Task item:
Repeat the records below exactly from the line containing "Might I trouble you for the coordinates of the white drum" to the line containing "Annotate each instance of the wispy", taking in both of those lines. Drop the pictures.

Items from a dataset
· · · ·
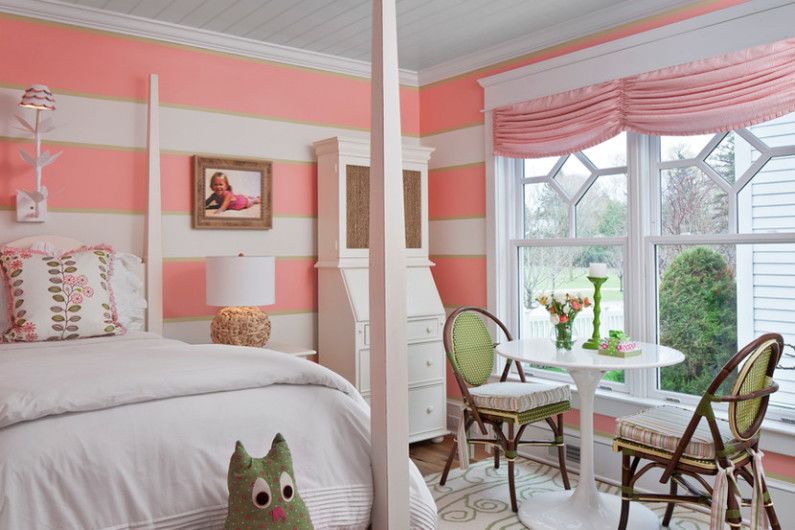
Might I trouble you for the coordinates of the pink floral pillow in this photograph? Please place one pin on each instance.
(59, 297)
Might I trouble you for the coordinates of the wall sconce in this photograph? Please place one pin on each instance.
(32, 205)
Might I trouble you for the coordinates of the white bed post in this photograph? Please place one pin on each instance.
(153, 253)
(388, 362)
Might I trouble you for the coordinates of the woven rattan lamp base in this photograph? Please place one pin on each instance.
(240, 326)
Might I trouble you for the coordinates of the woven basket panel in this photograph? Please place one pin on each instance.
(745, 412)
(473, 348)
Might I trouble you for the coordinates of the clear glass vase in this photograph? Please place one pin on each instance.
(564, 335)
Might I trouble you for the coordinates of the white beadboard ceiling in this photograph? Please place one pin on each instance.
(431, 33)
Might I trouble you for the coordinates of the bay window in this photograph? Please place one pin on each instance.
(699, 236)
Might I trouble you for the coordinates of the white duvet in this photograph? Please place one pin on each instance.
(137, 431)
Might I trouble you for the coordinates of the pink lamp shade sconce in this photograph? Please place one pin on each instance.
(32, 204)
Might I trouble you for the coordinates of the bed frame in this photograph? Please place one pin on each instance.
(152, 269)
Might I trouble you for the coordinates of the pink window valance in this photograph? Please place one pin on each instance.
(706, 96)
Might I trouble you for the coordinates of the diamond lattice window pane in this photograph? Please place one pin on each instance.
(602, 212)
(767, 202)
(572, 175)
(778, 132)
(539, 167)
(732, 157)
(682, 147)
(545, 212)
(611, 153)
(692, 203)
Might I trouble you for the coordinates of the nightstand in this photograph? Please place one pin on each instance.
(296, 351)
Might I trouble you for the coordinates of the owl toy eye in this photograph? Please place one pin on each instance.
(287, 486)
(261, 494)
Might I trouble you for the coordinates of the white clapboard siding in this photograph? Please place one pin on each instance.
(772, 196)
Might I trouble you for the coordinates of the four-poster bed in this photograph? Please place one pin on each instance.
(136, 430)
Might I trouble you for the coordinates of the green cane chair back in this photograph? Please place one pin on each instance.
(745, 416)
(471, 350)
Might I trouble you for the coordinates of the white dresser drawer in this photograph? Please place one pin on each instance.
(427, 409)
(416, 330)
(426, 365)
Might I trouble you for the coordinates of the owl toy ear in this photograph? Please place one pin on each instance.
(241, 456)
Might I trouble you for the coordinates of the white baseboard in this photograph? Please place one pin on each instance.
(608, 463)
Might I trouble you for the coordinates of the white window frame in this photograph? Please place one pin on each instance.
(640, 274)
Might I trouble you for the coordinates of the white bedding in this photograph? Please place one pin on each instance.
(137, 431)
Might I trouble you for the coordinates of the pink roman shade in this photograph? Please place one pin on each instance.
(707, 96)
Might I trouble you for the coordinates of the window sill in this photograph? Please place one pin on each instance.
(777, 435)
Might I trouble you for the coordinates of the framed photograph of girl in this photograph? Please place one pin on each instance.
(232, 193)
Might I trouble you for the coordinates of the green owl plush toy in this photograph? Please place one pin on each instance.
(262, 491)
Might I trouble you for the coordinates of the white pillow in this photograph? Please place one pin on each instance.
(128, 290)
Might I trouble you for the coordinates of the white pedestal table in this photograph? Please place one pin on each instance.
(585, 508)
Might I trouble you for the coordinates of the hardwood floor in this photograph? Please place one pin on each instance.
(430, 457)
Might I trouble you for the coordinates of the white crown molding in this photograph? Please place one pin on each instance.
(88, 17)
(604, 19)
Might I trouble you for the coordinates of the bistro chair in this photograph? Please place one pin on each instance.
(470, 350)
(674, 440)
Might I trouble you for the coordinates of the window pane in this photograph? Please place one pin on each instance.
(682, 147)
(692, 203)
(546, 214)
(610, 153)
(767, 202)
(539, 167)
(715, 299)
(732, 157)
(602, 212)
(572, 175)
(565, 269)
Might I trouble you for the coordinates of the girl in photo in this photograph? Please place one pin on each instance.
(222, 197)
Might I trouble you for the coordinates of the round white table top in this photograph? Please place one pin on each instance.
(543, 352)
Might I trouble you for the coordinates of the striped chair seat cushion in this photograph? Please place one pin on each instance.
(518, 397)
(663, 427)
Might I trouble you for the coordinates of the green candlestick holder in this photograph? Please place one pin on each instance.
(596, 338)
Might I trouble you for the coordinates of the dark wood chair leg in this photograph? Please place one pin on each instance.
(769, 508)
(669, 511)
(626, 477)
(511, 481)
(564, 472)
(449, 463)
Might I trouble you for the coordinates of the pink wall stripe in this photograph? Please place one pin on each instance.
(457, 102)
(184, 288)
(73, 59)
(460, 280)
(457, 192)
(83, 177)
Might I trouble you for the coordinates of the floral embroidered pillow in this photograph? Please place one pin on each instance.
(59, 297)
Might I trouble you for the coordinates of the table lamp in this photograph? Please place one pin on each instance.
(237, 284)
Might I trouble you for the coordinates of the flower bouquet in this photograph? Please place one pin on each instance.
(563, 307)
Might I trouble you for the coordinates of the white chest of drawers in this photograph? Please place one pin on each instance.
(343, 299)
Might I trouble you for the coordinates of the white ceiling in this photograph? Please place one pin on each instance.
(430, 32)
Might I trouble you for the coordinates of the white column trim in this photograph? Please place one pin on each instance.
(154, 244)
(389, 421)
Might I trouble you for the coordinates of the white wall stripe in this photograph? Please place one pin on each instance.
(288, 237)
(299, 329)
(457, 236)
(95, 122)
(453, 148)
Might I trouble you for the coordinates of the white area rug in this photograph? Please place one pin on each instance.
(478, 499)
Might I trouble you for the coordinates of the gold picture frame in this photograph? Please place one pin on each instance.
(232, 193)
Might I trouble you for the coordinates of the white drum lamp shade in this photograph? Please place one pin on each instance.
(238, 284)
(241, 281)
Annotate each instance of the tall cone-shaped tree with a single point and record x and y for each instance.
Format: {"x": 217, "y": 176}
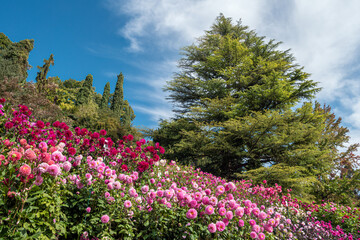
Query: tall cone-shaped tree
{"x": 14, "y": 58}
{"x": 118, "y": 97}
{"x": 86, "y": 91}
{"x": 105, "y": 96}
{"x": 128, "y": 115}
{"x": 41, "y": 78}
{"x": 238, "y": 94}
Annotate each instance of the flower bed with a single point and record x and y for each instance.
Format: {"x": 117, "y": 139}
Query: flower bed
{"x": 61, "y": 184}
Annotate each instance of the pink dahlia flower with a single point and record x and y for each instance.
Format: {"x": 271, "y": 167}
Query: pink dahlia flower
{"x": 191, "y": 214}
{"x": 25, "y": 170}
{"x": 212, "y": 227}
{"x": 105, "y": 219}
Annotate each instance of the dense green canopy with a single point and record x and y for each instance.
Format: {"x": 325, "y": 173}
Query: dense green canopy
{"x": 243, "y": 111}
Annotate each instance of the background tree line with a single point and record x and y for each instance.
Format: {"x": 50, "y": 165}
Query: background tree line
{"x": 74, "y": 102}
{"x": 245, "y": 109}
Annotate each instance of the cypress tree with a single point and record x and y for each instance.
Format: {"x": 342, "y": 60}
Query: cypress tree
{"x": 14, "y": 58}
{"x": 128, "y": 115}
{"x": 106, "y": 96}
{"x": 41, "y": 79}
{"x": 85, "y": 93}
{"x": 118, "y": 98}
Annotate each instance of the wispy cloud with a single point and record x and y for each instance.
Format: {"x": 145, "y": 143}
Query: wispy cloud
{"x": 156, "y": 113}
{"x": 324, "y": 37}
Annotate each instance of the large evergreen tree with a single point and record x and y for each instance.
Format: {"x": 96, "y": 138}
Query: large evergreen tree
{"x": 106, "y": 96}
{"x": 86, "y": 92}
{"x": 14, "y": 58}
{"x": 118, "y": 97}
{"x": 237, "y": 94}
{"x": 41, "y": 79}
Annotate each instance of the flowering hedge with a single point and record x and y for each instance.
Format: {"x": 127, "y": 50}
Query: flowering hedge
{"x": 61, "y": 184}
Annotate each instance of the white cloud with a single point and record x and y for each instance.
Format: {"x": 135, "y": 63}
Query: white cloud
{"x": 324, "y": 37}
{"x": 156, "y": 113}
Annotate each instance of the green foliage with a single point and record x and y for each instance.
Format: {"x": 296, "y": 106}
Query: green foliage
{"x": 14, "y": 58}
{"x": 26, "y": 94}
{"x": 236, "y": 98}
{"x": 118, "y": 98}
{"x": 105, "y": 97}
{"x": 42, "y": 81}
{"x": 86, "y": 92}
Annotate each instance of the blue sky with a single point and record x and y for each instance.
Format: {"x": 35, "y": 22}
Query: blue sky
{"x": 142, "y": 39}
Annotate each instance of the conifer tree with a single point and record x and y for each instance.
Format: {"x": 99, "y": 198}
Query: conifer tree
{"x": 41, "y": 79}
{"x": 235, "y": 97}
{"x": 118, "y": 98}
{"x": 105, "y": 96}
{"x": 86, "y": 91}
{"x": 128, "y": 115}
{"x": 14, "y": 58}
· · · ·
Task response:
Might I trouble you for the coordinates of the white drum lamp shade in this photograph? Please place one pin on each instance.
(238, 284)
(241, 281)
Annotate each instance of the tall cone-shaped tree with a single point and record x and y for each instance.
Format: {"x": 217, "y": 176}
Query: tall cone-shaped tree
{"x": 14, "y": 58}
{"x": 118, "y": 97}
{"x": 86, "y": 91}
{"x": 105, "y": 96}
{"x": 128, "y": 115}
{"x": 41, "y": 78}
{"x": 238, "y": 94}
Annotate each instance of the flower bed with a single point and record x and y for each instance.
Format: {"x": 117, "y": 139}
Query: flower bed
{"x": 61, "y": 184}
Annotate each instance of the pink dahlia flower with a single point and record x and y for each instance.
Format: {"x": 271, "y": 167}
Query: pink dahlia flower
{"x": 191, "y": 214}
{"x": 25, "y": 170}
{"x": 212, "y": 227}
{"x": 105, "y": 219}
Annotate each instance of the dense green canopy with a single point and record x and y for each instance.
Format: {"x": 325, "y": 173}
Query: dense green canopy
{"x": 243, "y": 111}
Annotate each instance of the background tree line with a single point and record x and y for each instance.
Format: {"x": 50, "y": 165}
Query: background tree line
{"x": 74, "y": 102}
{"x": 245, "y": 109}
Annotate each instance of the cypress tree with a single point and record x and y for each instance.
Format: {"x": 342, "y": 60}
Query: cypress tree
{"x": 14, "y": 58}
{"x": 128, "y": 115}
{"x": 106, "y": 96}
{"x": 41, "y": 79}
{"x": 85, "y": 93}
{"x": 118, "y": 98}
Annotate each instance of the wispy cloud with a single point and record x and y for each instance.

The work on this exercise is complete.